- _TASK_:
Pick out and copy every line of the listing below that contains the string "jacket", matching uppercase and lowercase exactly.

[Dataset entries]
<<<<
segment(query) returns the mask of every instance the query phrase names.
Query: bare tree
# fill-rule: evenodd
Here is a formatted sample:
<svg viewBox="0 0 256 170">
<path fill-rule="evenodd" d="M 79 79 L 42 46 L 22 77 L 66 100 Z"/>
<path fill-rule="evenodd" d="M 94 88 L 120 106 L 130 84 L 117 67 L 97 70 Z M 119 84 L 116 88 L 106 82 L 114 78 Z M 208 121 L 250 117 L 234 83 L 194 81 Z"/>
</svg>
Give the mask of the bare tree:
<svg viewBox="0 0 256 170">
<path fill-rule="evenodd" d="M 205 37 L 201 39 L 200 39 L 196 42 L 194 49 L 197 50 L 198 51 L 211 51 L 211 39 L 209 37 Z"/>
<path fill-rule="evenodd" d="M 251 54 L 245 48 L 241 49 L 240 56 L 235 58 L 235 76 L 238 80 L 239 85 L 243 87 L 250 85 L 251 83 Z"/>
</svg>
>>>>
<<<<
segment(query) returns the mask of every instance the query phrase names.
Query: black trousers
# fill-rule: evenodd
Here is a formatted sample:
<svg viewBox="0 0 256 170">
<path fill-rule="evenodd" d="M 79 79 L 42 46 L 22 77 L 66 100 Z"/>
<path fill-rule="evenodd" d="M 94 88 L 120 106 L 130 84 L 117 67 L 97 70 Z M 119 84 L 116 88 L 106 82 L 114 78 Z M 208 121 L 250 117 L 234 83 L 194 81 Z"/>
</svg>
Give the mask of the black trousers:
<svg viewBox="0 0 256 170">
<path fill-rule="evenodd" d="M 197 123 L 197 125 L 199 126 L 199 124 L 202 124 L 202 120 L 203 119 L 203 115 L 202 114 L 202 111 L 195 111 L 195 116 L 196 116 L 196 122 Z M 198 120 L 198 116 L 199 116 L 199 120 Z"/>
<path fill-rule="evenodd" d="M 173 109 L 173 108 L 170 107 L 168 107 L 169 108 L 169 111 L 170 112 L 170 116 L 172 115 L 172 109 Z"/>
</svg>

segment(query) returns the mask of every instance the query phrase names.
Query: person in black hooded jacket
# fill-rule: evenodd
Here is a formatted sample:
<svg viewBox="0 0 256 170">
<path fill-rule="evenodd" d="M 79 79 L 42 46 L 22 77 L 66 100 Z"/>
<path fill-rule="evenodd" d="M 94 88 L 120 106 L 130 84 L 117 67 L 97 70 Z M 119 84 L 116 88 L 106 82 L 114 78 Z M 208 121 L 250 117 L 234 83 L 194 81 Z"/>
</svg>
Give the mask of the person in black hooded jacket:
>>>>
- _SOLUTION TO THE PROBLEM_:
Query: person in black hooded jacket
Give the mask of the person in black hooded jacket:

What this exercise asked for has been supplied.